WHAT IS REQUIRED: Copy the following records line for line, without changing anything.

RECORDS SUPPLIED:

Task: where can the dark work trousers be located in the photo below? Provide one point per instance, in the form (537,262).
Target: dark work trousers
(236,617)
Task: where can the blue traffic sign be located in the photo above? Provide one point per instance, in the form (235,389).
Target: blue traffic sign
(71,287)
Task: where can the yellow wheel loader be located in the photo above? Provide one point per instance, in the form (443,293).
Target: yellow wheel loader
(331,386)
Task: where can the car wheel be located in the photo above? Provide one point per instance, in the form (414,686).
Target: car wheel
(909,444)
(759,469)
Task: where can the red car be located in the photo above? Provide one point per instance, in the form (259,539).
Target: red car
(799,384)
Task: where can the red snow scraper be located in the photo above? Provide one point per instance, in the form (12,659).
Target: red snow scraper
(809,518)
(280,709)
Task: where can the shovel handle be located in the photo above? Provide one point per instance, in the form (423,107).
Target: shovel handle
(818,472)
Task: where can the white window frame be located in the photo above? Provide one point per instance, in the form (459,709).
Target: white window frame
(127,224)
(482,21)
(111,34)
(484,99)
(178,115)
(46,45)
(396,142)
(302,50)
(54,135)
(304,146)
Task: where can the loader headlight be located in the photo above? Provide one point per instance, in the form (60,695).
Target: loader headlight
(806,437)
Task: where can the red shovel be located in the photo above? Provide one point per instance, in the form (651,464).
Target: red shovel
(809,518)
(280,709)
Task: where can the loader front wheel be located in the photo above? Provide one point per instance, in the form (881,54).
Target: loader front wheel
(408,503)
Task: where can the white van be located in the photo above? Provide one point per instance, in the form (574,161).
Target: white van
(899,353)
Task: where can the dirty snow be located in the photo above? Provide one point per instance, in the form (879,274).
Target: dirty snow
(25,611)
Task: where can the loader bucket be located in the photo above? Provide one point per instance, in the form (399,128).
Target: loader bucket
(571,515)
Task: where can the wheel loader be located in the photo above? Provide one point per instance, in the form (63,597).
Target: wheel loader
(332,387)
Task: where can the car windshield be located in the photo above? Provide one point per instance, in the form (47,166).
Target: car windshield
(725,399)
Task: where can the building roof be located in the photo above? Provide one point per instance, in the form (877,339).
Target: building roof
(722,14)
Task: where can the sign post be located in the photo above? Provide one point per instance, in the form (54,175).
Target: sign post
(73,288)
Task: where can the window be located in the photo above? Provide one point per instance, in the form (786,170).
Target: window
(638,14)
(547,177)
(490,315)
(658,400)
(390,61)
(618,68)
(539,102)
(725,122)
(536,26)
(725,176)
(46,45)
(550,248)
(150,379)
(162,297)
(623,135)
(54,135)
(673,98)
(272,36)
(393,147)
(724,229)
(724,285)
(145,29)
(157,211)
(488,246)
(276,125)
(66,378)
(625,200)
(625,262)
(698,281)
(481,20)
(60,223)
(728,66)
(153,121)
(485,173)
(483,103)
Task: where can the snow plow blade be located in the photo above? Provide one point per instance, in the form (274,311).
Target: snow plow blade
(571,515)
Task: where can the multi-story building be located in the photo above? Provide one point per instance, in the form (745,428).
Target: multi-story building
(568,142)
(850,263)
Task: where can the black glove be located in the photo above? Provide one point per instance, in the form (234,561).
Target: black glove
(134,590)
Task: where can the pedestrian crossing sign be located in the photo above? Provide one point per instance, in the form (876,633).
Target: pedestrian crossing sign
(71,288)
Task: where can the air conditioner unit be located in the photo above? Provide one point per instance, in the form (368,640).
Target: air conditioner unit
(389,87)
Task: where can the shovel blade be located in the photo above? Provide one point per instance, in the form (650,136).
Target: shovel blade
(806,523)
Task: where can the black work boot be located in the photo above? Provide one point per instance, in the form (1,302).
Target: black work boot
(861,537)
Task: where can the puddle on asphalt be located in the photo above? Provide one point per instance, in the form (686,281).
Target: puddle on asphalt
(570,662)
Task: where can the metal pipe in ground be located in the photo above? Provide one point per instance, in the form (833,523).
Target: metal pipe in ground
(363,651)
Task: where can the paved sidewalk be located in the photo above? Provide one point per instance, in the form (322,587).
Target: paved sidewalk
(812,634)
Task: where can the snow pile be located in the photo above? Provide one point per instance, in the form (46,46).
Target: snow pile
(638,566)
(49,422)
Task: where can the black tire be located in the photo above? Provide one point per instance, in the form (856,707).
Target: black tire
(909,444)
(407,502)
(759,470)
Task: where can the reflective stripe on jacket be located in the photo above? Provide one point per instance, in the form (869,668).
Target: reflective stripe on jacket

EXERCISE ANSWER:
Task: where can the dark work trousers be located in the photo below? Provide one point per instance, in the form (537,262).
Target: dark work trousers
(236,617)
Task: where can the blue traffic sign be located in the photo above? Provide one point per instance, in the form (235,389).
Target: blue traffic sign
(71,287)
Task: where can the yellow wheel loader be located in the photo above? Provide one point per instance, in the form (443,293).
Target: yellow wheel loader
(331,386)
Task: where can the car wheel be located in the photo above? Provide one point per instance, in the form (414,686).
Target: car wheel
(909,444)
(759,469)
Task: where can the red car be located in the photo above? Provide one point per instance, in the form (259,539).
Target: red car
(799,384)
Task: where can the red snow scraper be located in the photo above? Provide one point per instance, in the form (12,659).
Target: red snow scraper
(809,518)
(280,709)
Task: where can the shovel handle be located in the photo above? Provide one point per instance, in the form (423,107).
Target: shovel handle
(818,472)
Task: where can the white window frame be located in the photo above? Provide one point per instance, in the form (459,709).
Target: white window frame
(127,224)
(482,21)
(111,34)
(484,99)
(178,115)
(46,45)
(396,142)
(302,50)
(54,135)
(304,146)
Task: where can the loader headlight be located in the photo above? Provide one point per instance, in the form (60,695).
Target: loader headlight
(806,437)
Task: where can the red shovel be located in the photo above? Provide one point per instance, in the form (651,464).
Target: red shovel
(809,518)
(280,709)
Task: where can the loader front wheel be located in the photo above? Provide one point per instance, in the form (881,54).
Target: loader front wheel
(408,503)
Task: where can the white van be located in the photo above? Provide one point per instance, in the form (574,161).
Target: white van
(899,353)
Task: where can the dirty snow be located in the photo above? Provide one point per instance, in the form (879,274).
Target: dirty snow
(25,611)
Task: where can the loader bucket be located in the photo above? Provide one point per instance, in the form (399,128).
Target: loader bucket
(571,515)
Task: where can the wheel loader be located in the photo above? Provide one point per instance, in the form (63,597).
Target: wheel loader
(332,387)
Task: where can the car windshield be located in the photo above? Provide one point per instance, in the form (47,166).
Target: car windshield
(725,399)
Task: where can the building roof be located in the photo above? Provide one point per instance, in the form (877,339).
Target: building roof
(722,14)
Task: where can the sign post be located in the photo above? Provide one point per instance, in the form (54,175).
Target: sign post
(73,288)
Task: where can the window be located in the photo above? Provide one point per instance, in the form (786,170).
Target: window
(638,14)
(547,177)
(490,315)
(658,400)
(390,61)
(618,68)
(539,102)
(725,122)
(536,26)
(725,176)
(46,45)
(550,248)
(150,379)
(162,297)
(623,135)
(54,135)
(673,98)
(272,36)
(393,147)
(724,229)
(724,285)
(145,29)
(157,211)
(488,246)
(276,125)
(66,378)
(625,200)
(625,262)
(698,281)
(481,20)
(60,223)
(728,66)
(153,121)
(485,173)
(483,103)
Task: where can the snow plow blade be located in the photo above? Provide one point per instance, in the form (274,311).
Target: snow plow blade
(571,515)
Task: where can the multi-story building be located in the photo above? Provide one point per instance, in the form (745,428).
Target: multi-story building
(568,142)
(850,263)
Task: where can the black glove be located in the photo above? Provide one point per instance, in the form (234,561).
Target: black glove
(134,590)
Task: where can the pedestrian crossing sign be located in the photo above? Provide one point per instance, in the form (876,633).
Target: pedestrian crossing sign
(71,288)
Task: where can the air conditioner unit be located in the photo above? Provide one point per instance, in the form (368,640).
Target: air conditioner unit
(389,87)
Task: where can the shovel blade be located in the photo above? Provide one point per instance, in the form (650,136).
Target: shovel blade
(806,523)
Task: where can the black work boot be located in the photo above? Provide one point per instance, in the form (1,302).
Target: black work boot
(861,537)
Task: where can the puddle on asphalt be located in the photo above? Provide one point per instance, in the form (686,281).
Target: puddle on asphalt
(570,662)
Task: where can the metal pipe in ground be located in the photo above? Provide one point per instance, in the form (833,523).
Target: metal pipe in ground
(363,651)
Task: where can the paved sidewalk be located in the photo above? Provide one point per instance, in the form (322,587).
Target: paved sidewalk
(812,634)
Task: where can the snow pile be located in the photo above? Provide one point per instance, in the form (46,46).
Target: snow pile
(638,566)
(49,422)
Task: where can the black tire be located in the photo above? Provide one point per instance, in the form (856,707).
Target: black tire
(909,444)
(407,502)
(759,470)
Task: where can the reflective stripe on jacket be located in the photo above? Provide one point per instance, in the form (869,668).
Target: reflective stripe on jacket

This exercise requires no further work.